→ TASK INSTRUCTIONS
Turn every one of the records below into a numbered list, one line per item, and leave out any blank lines.

•••

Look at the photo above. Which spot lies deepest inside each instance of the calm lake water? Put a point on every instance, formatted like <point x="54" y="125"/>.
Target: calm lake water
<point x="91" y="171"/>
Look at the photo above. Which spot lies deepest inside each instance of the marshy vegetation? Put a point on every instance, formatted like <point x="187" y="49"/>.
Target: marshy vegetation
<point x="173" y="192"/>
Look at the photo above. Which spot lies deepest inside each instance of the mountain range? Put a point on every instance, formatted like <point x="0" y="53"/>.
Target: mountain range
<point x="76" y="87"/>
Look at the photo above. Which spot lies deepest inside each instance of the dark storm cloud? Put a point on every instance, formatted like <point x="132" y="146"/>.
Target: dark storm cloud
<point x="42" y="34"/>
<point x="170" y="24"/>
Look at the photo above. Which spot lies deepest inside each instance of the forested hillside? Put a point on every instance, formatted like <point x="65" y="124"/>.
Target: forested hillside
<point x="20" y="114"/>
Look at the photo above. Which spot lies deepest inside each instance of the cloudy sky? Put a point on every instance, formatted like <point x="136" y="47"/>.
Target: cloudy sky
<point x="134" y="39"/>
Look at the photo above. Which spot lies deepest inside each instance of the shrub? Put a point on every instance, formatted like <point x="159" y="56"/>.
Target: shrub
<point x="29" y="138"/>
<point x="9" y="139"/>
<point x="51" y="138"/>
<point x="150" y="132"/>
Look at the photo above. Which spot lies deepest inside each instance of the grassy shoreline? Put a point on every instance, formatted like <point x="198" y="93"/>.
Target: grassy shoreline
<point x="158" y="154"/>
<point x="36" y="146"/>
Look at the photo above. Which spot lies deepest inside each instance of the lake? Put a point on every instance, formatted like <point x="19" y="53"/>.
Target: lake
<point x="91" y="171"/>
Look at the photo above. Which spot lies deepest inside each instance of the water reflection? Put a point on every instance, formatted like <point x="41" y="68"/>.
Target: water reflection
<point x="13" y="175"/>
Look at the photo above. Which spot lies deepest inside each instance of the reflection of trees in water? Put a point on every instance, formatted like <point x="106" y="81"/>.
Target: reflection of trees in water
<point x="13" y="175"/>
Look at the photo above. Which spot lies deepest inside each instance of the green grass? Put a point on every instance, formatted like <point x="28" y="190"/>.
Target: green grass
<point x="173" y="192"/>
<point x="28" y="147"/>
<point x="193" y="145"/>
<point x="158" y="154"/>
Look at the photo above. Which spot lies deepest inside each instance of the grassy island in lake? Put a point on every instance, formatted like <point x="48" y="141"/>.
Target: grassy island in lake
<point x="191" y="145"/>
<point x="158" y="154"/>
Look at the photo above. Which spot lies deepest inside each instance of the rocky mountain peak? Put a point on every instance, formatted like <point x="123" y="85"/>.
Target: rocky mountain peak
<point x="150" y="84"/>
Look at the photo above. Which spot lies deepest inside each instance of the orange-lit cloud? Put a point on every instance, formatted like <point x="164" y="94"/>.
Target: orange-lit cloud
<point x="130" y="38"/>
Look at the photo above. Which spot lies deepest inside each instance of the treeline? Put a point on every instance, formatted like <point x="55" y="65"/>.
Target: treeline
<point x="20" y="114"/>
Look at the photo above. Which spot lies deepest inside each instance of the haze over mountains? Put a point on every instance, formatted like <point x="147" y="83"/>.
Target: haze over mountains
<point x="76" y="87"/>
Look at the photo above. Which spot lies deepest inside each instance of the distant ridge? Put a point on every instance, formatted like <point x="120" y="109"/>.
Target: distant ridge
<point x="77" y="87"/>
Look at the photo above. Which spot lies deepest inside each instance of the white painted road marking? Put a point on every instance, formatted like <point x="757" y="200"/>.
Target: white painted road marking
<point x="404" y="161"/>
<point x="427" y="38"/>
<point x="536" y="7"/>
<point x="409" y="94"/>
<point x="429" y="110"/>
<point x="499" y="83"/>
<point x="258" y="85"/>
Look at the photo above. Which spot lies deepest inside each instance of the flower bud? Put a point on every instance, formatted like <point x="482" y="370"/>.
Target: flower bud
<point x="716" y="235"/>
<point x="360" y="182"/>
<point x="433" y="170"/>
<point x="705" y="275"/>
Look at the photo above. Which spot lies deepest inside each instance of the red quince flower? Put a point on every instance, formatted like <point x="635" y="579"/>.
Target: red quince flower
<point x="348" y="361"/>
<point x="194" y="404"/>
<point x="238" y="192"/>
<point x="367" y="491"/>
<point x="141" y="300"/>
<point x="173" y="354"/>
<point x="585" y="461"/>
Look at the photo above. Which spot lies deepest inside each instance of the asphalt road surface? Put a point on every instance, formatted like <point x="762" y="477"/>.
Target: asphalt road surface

•••

→ OUTPUT FOR THIS TASK
1. Look at the photo above. Which spot lies deepest inside each instance of the calm lake water? Put a point on every instance, formatted like <point x="54" y="125"/>.
2. Target: calm lake water
3. <point x="91" y="171"/>
4. Look at the photo above. Which spot lies deepest inside each instance of the marshy vegetation? Put a point on every instance, formatted like <point x="187" y="49"/>.
5. Target: marshy vegetation
6. <point x="173" y="192"/>
7. Look at the photo above. Which spot lies deepest inside each instance of the mountain range? Put a point on every instance, formatted like <point x="0" y="53"/>.
8. Target: mountain range
9. <point x="76" y="87"/>
10. Look at the photo above. Which spot lies deepest inside each instance of the dark storm cloud? Put a point on every instance, formatted like <point x="132" y="146"/>.
11. Target: dark storm cloud
12. <point x="42" y="34"/>
13. <point x="170" y="24"/>
14. Look at the photo above. Which spot lies deepest inside each instance of the forested hillside? Put a point on every instance, formatted like <point x="65" y="124"/>.
15. Target: forested hillside
16. <point x="20" y="114"/>
17. Look at the photo above. Which spot lies deepest inside each instance of the cloudy sky? Put a point on every instance, formatted like <point x="136" y="47"/>.
18. Target: cloudy sky
19. <point x="134" y="39"/>
20. Look at the photo above. Which spot lies deepest inside each instance of the shrub? Put a point on every instance, formatted like <point x="159" y="56"/>.
21. Target: shrub
22. <point x="29" y="138"/>
23. <point x="9" y="139"/>
24. <point x="51" y="138"/>
25. <point x="150" y="132"/>
26. Look at the photo above. Which spot lies deepest inside each instance of the grassy shoreline? Put a point on every instance, formatted like <point x="198" y="93"/>.
27. Target: grassy shoreline
28. <point x="158" y="154"/>
29. <point x="36" y="146"/>
30. Look at the photo above. Which spot lies deepest inside each instance of the lake? Put a point on every instance, formatted like <point x="19" y="53"/>.
31. Target: lake
32. <point x="91" y="171"/>
33. Look at the photo above. Which spot lies deepest inside each instance of the water reflection? Put a point on every instance, formatted like <point x="41" y="68"/>.
34. Target: water reflection
35. <point x="13" y="175"/>
36. Look at the photo above. Which spot lies deepest inside each instance of the reflection of trees in water? Put a point on every instance, formatted like <point x="106" y="81"/>.
37. Target: reflection of trees in water
38. <point x="13" y="175"/>
39. Look at the photo above. Which spot lies deepest inside each instance of the green grass? Put a point on every instance, formatted like <point x="28" y="190"/>.
40. Target: green grass
41. <point x="173" y="192"/>
42. <point x="28" y="147"/>
43. <point x="193" y="145"/>
44. <point x="158" y="154"/>
45. Look at the photo above. Which spot lies deepest inside each instance of the grassy island in lake? Put a point on every instance, formatted like <point x="48" y="141"/>.
46. Target: grassy island in lake
47. <point x="191" y="145"/>
48. <point x="158" y="154"/>
49. Look at the photo above. Which spot lies deepest inside each instance of the rocky mountain peak? Put a point on every instance, formatted like <point x="123" y="85"/>.
50. Target: rocky mountain peak
51. <point x="150" y="84"/>
52. Look at the photo above. Which spot lies deepest inside each instance of the orange-lit cloud? Put a point on every instance, formatted like <point x="164" y="94"/>.
53. Target: orange-lit cloud
54. <point x="130" y="38"/>
55. Look at the photo above. Which spot lies deepest inside each instance of the treeline? Put a point on every instance, formatted like <point x="55" y="65"/>.
56. Target: treeline
57. <point x="20" y="114"/>
58. Look at the photo above. Which spot lies deepest inside each instance of the haze over mountains? Put a point on every instance, formatted like <point x="147" y="83"/>.
59. Target: haze over mountains
60. <point x="76" y="87"/>
61. Look at the photo above. Which spot lies deepest inside each instance of the distant ridge? Put a point on every instance, formatted like <point x="120" y="109"/>.
62. Target: distant ridge
63. <point x="77" y="87"/>
64. Look at the photo above. Which spot lies deepest inside each instance of the white painted road marking? Put a point on every instance, formatted like <point x="757" y="200"/>.
65. Target: white painted road marking
66. <point x="404" y="161"/>
67. <point x="427" y="38"/>
68. <point x="536" y="7"/>
69. <point x="409" y="94"/>
70. <point x="429" y="110"/>
71. <point x="499" y="83"/>
72. <point x="258" y="85"/>
73. Look at the photo above. Which spot lies deepest inside each instance of the flower bud? Put a point on every instance, formatted like <point x="482" y="370"/>.
74. Target: flower bud
75. <point x="716" y="235"/>
76. <point x="360" y="182"/>
77. <point x="433" y="170"/>
78. <point x="705" y="275"/>
79. Look at the photo above. Which spot lies deepest inside each instance of the red quince flower? Put a point on every instance, formatted like <point x="635" y="579"/>.
80. Target: red quince flower
81. <point x="348" y="361"/>
82. <point x="194" y="404"/>
83. <point x="238" y="192"/>
84. <point x="367" y="491"/>
85. <point x="141" y="300"/>
86. <point x="173" y="354"/>
87. <point x="585" y="461"/>
88. Look at the photo above. Which spot lies deepest inside each instance of the asphalt road surface? Put a point on every instance, formatted like <point x="762" y="477"/>.
89. Target: asphalt road surface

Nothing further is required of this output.